━━━ Excerpt to read

Software Defined Vehicles (SWdV) and Their Impact on Automotive Electrical Systems

Currently, there are two terms that are unavoidable when reading automotive professional articles. One is the so-called “regional architecture”, which is often mentioned alongside “Software Defined Vehicles (SWdV)”.

What do these terms mean? How will they impact future generations of vehicles? These are the questions we will explore in this blog post.

• 1 Review of the Past: Complex Wiring and Heavy Weight

• 2 Current Technology Status: Domain Architecture:

• 3 Future Automotive Electrical Systems: Regional Architecture and Software Defined Vehicles:

• 4 Outlook: Huge Demand for Computing Power and Data Lines

• 5 Summary:

• 6 Conclusion:

What do the terms “regional architecture” and “Software Defined Vehicles (SWdV)” mean? How will they impact future generations of vehicles? To answer these questions, let’s briefly review the past. The first form of automotive electrical system topology is known as “distributed” or “modular architecture”. In this form, all sensors and actuators are individually connected directly to a control unit. Each sensor or actuator has the intelligence required for its function and only transmits control signals and prepared measurement signals via cables and bus systems (usually Lin or Can bus) to the control unit. Each vehicle is equipped with hundreds of sensors and up to a hundred control units. The length of individual cables can reach up to 16.5 meters. This often results in the total length of wiring inside the vehicle quickly exceeding a kilometer. The result is extremely complex wiring and a significant weight of the wire harness.

Modular Architecture

Each control unit must be programmed with software (firmware) specifically designed for its function. Firmware updates typically can only be performed directly on the device using special programming cables. This requires going to a specialized repair shop, and updates occur only in rare cases.

Extending vehicle functions with additional features after leaving the factory is very difficult, if not impossible. Each function requires at least one additional cable connected to the control unit installed in the vehicle. Firmware on the control unit typically needs to be updated to support the new function. The costs in such cases quickly exceed the benefits obtained.

As the number of vehicle functions increases, especially in safety and comfort areas, this wiring form quickly reaches its limits.

This marks the birth of “domain architecture”.

Unlike “modular architecture”, the approach of domain architecture is to classify sensors and actuators based on their functions and tasks (domains). Various functional domains are defined in the vehicle, such as drive, comfort, or infotainment. Each of these is monitored and controlled by a higher-level control unit, the Domain Control Unit (DCU). The connection to sensors/actuators can be achieved through low-cost bus connections (e.g., Lin or Can bus). The control unit itself is connected to a powerful, service-oriented network, known as a gateway (e.g., Ethernet). Thus, new functions like ADAS (Advanced Driver Assist System) can be easily integrated into additional domains or control units at any time.

Domain Architecture

However, if a domain’s functions cannot be physically installed in the same location in the vehicle, the drawbacks of this technology quickly become apparent. This leads to excessively long cables from the control unit to the sensor or actuator. For instance, consider the simple example of the “turn signal” function: at least six turn signals should be wired in different corners of the vehicle, but all turn signals are triggered by one control unit. This type of vehicle topology reflects the current technological status!

━━━━━━
━━━ Data rows

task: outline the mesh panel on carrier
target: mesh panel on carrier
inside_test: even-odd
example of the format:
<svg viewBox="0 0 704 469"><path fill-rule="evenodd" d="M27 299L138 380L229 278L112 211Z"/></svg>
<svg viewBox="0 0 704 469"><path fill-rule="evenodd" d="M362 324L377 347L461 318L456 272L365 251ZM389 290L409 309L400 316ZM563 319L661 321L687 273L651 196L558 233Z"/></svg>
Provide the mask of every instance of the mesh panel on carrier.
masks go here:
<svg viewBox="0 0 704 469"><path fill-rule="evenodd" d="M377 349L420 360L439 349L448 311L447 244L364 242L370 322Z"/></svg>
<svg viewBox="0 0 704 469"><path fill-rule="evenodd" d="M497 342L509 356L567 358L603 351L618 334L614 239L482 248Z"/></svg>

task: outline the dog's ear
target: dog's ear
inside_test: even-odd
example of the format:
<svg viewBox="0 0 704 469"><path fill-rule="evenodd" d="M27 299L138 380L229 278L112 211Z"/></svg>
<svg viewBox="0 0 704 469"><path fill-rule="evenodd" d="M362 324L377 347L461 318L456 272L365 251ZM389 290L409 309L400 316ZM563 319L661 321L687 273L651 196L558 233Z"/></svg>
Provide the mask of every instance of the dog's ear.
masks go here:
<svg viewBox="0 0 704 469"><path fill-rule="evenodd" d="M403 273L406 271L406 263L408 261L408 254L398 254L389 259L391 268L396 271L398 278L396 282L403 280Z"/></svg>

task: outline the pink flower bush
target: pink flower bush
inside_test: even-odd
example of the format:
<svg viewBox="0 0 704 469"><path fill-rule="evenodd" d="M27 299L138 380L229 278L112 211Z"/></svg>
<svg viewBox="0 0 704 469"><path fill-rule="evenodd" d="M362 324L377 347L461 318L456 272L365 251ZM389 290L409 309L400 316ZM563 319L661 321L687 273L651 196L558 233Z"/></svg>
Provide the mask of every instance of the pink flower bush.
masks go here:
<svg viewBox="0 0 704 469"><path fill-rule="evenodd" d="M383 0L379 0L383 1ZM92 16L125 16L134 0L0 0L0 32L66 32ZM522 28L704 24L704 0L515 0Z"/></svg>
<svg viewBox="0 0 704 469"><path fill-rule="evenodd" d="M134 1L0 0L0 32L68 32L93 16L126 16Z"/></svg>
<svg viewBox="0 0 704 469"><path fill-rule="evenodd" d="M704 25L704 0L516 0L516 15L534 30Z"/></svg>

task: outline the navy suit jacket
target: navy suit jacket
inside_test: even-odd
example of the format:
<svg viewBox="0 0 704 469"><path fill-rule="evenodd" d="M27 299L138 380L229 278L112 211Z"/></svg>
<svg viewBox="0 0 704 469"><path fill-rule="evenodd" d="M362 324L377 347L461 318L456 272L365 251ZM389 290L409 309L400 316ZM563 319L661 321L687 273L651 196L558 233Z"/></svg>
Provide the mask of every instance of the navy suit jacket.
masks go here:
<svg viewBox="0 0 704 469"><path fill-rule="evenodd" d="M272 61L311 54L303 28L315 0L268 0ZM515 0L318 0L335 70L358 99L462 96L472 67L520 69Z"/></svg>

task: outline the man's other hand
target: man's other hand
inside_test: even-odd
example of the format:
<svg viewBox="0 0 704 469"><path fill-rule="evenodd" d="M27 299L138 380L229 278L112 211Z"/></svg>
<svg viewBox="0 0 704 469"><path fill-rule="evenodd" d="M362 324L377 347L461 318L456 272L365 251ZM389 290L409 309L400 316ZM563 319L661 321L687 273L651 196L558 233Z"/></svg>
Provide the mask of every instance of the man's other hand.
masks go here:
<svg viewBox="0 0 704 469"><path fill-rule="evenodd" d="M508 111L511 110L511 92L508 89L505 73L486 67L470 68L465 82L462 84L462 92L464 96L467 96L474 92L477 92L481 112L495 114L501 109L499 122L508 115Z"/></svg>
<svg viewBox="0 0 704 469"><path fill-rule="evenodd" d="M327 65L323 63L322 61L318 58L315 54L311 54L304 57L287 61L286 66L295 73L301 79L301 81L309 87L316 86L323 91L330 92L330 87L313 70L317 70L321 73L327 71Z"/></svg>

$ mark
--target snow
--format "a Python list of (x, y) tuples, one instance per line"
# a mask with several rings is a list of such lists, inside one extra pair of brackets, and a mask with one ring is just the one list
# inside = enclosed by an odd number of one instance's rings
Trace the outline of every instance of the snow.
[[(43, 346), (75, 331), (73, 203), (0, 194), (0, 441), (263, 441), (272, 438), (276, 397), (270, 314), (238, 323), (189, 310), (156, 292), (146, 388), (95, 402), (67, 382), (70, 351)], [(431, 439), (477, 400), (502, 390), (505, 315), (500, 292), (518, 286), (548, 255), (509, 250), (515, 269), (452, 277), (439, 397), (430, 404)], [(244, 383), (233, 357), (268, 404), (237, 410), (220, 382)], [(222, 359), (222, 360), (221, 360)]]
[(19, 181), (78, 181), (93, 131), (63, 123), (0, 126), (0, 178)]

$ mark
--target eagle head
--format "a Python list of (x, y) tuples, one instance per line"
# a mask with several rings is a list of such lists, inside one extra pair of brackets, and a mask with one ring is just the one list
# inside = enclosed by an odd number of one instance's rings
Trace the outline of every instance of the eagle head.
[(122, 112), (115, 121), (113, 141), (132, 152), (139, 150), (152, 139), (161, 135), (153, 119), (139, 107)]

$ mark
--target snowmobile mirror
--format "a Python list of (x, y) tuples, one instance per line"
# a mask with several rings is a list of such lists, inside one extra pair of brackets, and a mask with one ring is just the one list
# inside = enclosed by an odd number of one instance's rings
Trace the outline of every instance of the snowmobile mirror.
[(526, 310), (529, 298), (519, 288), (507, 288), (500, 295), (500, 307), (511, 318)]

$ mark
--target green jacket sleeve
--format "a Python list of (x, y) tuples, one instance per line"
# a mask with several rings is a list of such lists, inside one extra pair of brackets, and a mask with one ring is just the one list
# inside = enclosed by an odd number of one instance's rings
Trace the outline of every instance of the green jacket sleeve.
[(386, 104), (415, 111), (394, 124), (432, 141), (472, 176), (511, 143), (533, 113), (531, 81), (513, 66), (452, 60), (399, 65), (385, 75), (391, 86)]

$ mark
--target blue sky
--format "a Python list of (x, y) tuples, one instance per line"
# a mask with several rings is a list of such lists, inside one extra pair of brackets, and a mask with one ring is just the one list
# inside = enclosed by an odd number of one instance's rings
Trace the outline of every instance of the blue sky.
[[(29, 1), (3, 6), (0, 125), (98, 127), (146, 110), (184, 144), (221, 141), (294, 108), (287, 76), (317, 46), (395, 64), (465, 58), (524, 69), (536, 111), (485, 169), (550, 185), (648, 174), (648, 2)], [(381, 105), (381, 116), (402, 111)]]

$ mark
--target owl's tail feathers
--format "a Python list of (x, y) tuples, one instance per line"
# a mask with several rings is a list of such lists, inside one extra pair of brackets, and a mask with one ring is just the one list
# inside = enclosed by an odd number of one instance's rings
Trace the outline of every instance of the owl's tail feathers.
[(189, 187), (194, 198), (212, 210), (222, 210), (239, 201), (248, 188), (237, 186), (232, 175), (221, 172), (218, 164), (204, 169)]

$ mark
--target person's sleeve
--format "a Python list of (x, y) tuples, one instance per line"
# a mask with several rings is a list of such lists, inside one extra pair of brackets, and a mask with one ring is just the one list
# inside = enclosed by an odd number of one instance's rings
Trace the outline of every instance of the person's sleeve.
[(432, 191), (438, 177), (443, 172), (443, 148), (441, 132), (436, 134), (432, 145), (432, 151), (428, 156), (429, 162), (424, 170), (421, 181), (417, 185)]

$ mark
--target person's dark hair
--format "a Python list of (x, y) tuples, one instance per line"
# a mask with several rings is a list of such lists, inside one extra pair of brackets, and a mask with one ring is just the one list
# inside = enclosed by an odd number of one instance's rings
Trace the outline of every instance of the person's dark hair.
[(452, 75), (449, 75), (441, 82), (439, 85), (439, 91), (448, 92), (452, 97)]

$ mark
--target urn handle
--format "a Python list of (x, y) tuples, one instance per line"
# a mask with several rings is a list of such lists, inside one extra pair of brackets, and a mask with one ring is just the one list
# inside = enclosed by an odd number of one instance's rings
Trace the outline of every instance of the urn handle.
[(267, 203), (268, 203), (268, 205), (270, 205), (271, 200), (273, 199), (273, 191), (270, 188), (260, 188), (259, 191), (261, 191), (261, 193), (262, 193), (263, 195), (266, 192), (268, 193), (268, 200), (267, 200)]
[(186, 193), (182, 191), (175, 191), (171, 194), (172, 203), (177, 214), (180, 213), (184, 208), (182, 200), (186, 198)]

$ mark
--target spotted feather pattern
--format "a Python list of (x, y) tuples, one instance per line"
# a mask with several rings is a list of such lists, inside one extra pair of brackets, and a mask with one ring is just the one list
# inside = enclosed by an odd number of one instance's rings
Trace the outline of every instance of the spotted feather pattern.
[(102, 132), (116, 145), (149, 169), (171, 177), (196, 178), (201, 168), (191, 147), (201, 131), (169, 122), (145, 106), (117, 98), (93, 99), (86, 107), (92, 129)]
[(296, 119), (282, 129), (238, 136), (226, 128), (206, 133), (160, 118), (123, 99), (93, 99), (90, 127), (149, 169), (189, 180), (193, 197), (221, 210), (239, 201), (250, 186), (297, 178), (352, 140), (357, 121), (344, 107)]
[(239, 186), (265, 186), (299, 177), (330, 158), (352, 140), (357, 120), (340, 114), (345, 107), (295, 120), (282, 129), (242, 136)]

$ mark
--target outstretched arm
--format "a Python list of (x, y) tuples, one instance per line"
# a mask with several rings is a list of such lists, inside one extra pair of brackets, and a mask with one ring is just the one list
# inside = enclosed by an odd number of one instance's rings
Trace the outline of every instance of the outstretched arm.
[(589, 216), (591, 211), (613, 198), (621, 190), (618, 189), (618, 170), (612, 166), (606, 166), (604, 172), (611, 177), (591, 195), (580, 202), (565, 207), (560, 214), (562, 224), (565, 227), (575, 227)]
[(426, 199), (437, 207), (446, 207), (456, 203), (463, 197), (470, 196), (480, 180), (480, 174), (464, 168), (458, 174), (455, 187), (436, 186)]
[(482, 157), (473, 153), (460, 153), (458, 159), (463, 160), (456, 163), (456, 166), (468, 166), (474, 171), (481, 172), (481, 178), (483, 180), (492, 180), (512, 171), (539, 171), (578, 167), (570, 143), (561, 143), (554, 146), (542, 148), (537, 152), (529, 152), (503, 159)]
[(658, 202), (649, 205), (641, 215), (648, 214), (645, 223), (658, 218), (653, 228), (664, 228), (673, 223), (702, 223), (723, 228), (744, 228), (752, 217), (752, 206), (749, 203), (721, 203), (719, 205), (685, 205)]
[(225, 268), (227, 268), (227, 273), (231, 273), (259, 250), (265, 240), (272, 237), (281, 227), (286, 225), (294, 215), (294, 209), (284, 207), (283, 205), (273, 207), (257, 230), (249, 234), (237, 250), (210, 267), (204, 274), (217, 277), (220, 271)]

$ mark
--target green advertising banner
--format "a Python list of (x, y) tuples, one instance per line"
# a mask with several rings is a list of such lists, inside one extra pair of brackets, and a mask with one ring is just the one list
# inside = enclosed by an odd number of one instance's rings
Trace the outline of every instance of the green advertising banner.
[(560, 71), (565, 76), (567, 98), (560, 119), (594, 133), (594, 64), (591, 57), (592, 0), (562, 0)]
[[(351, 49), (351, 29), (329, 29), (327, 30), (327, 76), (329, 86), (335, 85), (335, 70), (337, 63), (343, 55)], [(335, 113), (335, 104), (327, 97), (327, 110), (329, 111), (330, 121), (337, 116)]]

━━━━━━

What you will do:
A – From the post on software defined vehicles, list the titles of the numbered sections in its outline.
B – Please repeat the stretch of the post on software defined vehicles from "Each control unit" through "the benefits obtained.".

Solutions per task:
A –
1. Review of the Past: Complex Wiring and Heavy Weight
2. Current Technology Status: Domain Architecture
3. Future Automotive Electrical Systems: Regional Architecture and Software Defined Vehicles
4. Outlook: Huge Demand for Computing Power and Data Lines
5. Summary
6. Conclusion

B –
Each control unit must be programmed with software (firmware) specifically designed for its function. Firmware updates typically can only be performed directly on the device using special programming cables. This requires going to a specialized repair shop, and updates occur only in rare cases.

Extending vehicle functions with additional features after leaving the factory is very difficult, if not impossible. Each function requires at least one additional cable connected to the control unit installed in the vehicle. Firmware on the control unit typically needs to be updated to support the new function. The costs in such cases quickly exceed the benefits obtained.